Textabschnitt:
╭──

Misstrauen am Freudentag

Der Deutsche Olympische Sportbund zahlt den Opfern des DDR-Doping-Systems eine Entschädigung. Kaum ist die Vereinbarung unterzeichnet, ist schon von unerwünschten Trittbrettfahrern die Rede

AUS BERLIN ANDREAS RÜTTENAUER

„Das ist ein Freudentag!“ Michael Vesper, der Generaldirektor des Deutschen Olympischen Sportbundes (DOSB), schritt gut gelaunt zur Unterzeichnung der Vereinbarung zwischen seinem Verband und 167 Opfern des DDR-Doping-Systems. Ein jahrelanger Rechtsstreit endete gestern Vormittag in einem Vergleich. 9.250 Euro Schmerzensgeld erhalten die geschädigten Sportler und verzichten im Gegenzug auf weitere Forderungen gegen den DOSB. Bis Ende Februar soll der Betrag ausgezahlt werden. Die Vereinbarung war auch deshalb zustande gekommen, weil das Bundesinnenministerium mit 1,07 Millionen Euro den Löwenanteil der Summe von insgesamt 1,54 Millionen Euro übernimmt.

╰──

Übungsaufgaben:
1/ Beantworten Sie anhand des Berichts über die Entschädigung der DDR-Dopingopfer die folgenden Fragen.
(a) Welche Organisation zahlt laut Untertitel den Opfern eine Entschädigung?
(b) Mit wie vielen Opfern des DDR-Doping-Systems wurde die Vereinbarung unterzeichnet?
(c) Welchen Betrag übernimmt das Bundesinnenministerium?
2/ Setzen Sie den Bericht über die Entschädigung der DDR-Dopingopfer im Anschluss an dessen letzten Satz fort.

Dateneinträge:
╭──

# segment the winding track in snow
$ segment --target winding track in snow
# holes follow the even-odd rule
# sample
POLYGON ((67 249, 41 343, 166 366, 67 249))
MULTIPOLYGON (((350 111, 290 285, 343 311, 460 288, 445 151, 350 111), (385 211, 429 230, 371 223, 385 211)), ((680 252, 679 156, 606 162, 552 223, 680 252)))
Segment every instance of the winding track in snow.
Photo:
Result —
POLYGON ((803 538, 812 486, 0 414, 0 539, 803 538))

╰──

Ergebnisse je Aufgabe:
1/
(a) Der Deutsche Olympische Sportbund (DOSB).
(b) Mit 167 Opfern.
(c) 1,07 Millionen Euro.

2/
Auch die Opferanwälte zeigten sich gut gelaunt. „Mit dieser Vereinbarung“, so Sven Leistikow, einer der Anwälte, „zur Kompensation erlittenen Leids wird ein Schlussstrich gezogen.“ Genau das aber hoffen die Opfer nicht. Einige von ihnen waren zur Vertragsunterzeichnung im Bundespresseamt erschienen. Birgit Boese, eine ehemalige Kugelstoßerin, die schon lange an vorderster Front für die Entschädigung von Dopingopfern kämpft, brachte ihre Genugtuung darüber zum Ausdruck, dass der vereinigte Sport endlich die Verantwortung auch für die negativen Seiten des DDR-Sports übernommen habe. Sie ließ aber keinen Zweifel daran aufkommen, dass der Kampf um Entschädigungen noch nicht zu Ende ist. Auch dem Pharmaunternehmen Jenapharm gegenüber, dem Rechtsnachfolger des DDR-Unternehmens „VEB Jenapharm“, dessen Produkte in der DDR zur Leistungsmanipulation eingesetzt wurden, machen sie Ansprüche geltend. Das Unternehmen hat gestern angekündigt, ebenso wie der DOSB einen Vergleich mit den Dopingopfern anzustreben. Auf die Frage, ob die Sportler auch im Ausland klagen, in den USA etwa, wo Schadesersatzurteile in ganz anderen Dimensionen als in Deutschland möglich sind, wollte Boese nicht antworten.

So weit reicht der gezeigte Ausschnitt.